Records supplied:
────────────────────────────────────────

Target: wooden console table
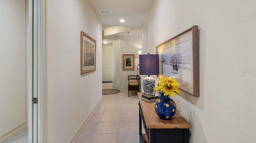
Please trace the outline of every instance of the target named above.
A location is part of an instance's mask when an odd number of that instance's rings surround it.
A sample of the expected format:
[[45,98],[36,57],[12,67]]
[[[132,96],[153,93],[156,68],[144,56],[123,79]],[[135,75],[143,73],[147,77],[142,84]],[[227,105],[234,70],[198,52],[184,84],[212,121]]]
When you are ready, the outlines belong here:
[[142,133],[142,120],[149,143],[188,143],[190,124],[178,111],[169,120],[160,119],[156,113],[155,102],[141,99],[138,92],[140,120],[140,142],[146,143]]

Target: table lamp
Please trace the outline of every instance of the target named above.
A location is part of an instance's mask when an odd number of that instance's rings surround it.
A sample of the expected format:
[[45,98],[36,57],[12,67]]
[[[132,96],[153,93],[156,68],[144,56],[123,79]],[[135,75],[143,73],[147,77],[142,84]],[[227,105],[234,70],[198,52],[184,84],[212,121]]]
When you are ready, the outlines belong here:
[[155,88],[155,81],[150,75],[159,74],[159,56],[158,54],[140,55],[139,57],[140,74],[148,75],[143,79],[142,85],[144,92],[152,93]]

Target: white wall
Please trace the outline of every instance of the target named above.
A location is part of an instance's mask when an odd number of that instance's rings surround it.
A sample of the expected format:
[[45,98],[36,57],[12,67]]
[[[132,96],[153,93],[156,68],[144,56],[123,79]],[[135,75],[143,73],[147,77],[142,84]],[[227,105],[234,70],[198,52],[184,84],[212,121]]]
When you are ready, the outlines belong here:
[[0,1],[0,20],[1,136],[26,120],[26,0]]
[[[44,143],[67,143],[102,97],[102,24],[86,0],[47,0]],[[96,71],[80,74],[80,31],[96,41]]]
[[173,98],[191,124],[192,143],[256,141],[256,2],[154,1],[148,45],[156,46],[198,25],[200,97]]
[[[113,88],[127,89],[128,75],[139,74],[137,69],[139,64],[138,51],[141,46],[141,36],[119,36],[113,40]],[[134,54],[134,71],[123,71],[123,54]]]

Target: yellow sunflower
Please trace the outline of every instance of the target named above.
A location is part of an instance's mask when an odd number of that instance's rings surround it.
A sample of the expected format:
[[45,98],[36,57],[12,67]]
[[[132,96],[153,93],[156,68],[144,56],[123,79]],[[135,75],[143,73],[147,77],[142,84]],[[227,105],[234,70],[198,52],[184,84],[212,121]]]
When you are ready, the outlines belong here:
[[163,92],[164,96],[169,95],[169,97],[180,93],[179,83],[177,80],[172,78],[164,77],[162,77],[159,80],[158,85],[154,89]]

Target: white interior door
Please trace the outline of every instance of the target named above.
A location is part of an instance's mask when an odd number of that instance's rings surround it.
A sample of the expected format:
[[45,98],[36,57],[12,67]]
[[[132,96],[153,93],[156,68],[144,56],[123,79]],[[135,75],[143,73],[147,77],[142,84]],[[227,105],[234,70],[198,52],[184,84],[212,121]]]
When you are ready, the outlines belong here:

────────────────────────────────────────

Given problem: Copy out every entry above character for character, omitting the pictures.

Result of this exercise:
Target: wooden console table
Please trace the outline of every instance of the target named above.
A location is part of an instance's mask when an odd number of that instance's rings surround it.
A sample of the expected format:
[[45,98],[36,57],[12,67]]
[[[132,96],[153,93],[156,68],[144,56],[123,79]],[[135,75],[143,73],[147,77],[142,84]],[[227,105],[234,70],[198,52],[184,84],[212,121]]]
When you are ready, the outlines belong here:
[[142,133],[142,120],[149,143],[188,143],[190,124],[178,111],[169,120],[160,119],[156,113],[155,102],[141,99],[138,92],[140,120],[140,142],[146,143]]

Target: table lamp
Please trace the outline of every instance of the target named above.
A location is part of an instance's mask when an odd number of that instance's rings surround it.
A sample of the expected format:
[[45,98],[36,57],[12,67]]
[[[132,96],[153,93],[156,68],[144,56],[123,79]],[[135,75],[143,73],[147,77],[142,84]],[[227,105],[234,70],[198,52],[184,84],[212,121]]]
When you are ready, the outlines belong here:
[[155,88],[155,81],[150,75],[159,74],[159,56],[158,54],[140,55],[139,57],[140,74],[148,75],[143,79],[142,85],[144,92],[152,93]]

Target: white wall
Please trace the outline of every instance of the target named above.
A location is part of an instance's mask when an odd number of that instance's rings surround it.
A sample of the expected format:
[[45,98],[36,57],[12,67]]
[[[132,96],[153,93],[156,68],[144,56],[123,79]],[[135,75],[143,73],[147,77],[142,84]],[[227,105],[234,70],[198,52],[184,84],[212,121]]]
When you are ready, the outlines belong here:
[[0,1],[0,20],[1,136],[26,120],[26,0]]
[[[44,143],[67,143],[102,97],[102,24],[86,0],[47,0]],[[96,71],[80,74],[80,31],[96,41]]]
[[173,98],[191,124],[192,143],[256,141],[256,2],[154,1],[148,45],[156,46],[198,25],[200,97]]
[[[113,88],[127,89],[128,75],[139,74],[137,69],[139,64],[138,51],[141,46],[141,36],[119,36],[113,40]],[[134,54],[134,71],[123,71],[123,54]]]

Target: yellow sunflower
Please trace the outline of every instance of the target named above.
A location is part of an instance's mask when an odd number of that instance's rings surround it.
A sample of the expected format:
[[45,98],[36,57],[12,67]]
[[[132,96],[153,93],[156,68],[144,56],[123,79]],[[135,75],[143,73],[147,77],[142,84]],[[227,105],[234,70],[198,52],[184,84],[212,121]]]
When you are ready, the outlines belong here:
[[163,92],[164,96],[169,95],[169,97],[180,93],[179,83],[177,80],[172,78],[164,77],[162,77],[159,80],[158,85],[154,89]]

Target: white interior door
Please trace the outline of every instance of the target named above.
A location is part of an instance's mask when an odd number of that instance's rings surround it.
A sample of the expected format:
[[45,98],[36,57],[12,67]]
[[[132,96],[153,93],[156,68],[144,56],[123,79]],[[135,75],[143,73],[147,77],[142,84]],[[227,105],[234,70],[198,52],[184,84],[212,121]]]
When you are ready, the outlines belong here:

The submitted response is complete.